Point-per-instance localization data:
========================================

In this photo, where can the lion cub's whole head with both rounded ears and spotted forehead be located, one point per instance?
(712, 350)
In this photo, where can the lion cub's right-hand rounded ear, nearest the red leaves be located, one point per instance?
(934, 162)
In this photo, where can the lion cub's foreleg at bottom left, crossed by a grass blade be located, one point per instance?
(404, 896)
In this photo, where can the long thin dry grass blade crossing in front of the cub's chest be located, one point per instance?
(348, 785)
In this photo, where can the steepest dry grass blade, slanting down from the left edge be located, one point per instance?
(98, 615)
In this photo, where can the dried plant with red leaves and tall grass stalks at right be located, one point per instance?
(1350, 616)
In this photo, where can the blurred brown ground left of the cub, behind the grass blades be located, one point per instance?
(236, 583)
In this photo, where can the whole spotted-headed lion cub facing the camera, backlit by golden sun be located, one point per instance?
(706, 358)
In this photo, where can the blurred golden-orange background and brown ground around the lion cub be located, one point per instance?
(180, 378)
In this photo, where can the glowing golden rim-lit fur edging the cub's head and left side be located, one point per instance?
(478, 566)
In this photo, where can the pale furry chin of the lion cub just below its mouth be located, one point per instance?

========================================

**BRIEF**
Restate the data above word for word.

**ANSWER SPACE**
In this photo, where can the lion cub's whole head with both rounded ears and spotted forehead be located, one point per instance?
(712, 350)
In this photo, where can the lion cub's right-hand rounded ear, nearest the red leaves be located, one point per instance?
(934, 162)
In this photo, where can the lion cub's foreleg at bottom left, crossed by a grass blade be located, one point per instance?
(404, 896)
In this photo, where can the long thin dry grass blade crossing in front of the cub's chest be located, one point per instance?
(348, 785)
In this photo, where can the steepest dry grass blade, slanting down from the left edge be located, one point per instance?
(98, 615)
In this photo, where can the dried plant with red leaves and tall grass stalks at right be located, one point per instance?
(1350, 616)
In this photo, where can the blurred brown ground left of the cub, behind the grass blades be located, one point per instance?
(236, 583)
In this photo, where can the whole spotted-headed lion cub facing the camera, backlit by golden sun be located, one point per instance?
(706, 358)
In this photo, where can the blurred golden-orange background and brown ground around the lion cub be located, one point per instance?
(180, 378)
In this photo, where can the glowing golden rim-lit fur edging the cub's head and left side be located, one point per instance?
(478, 566)
In this photo, where can the pale furry chin of the lion cub just below its mouth be located, one point per instance?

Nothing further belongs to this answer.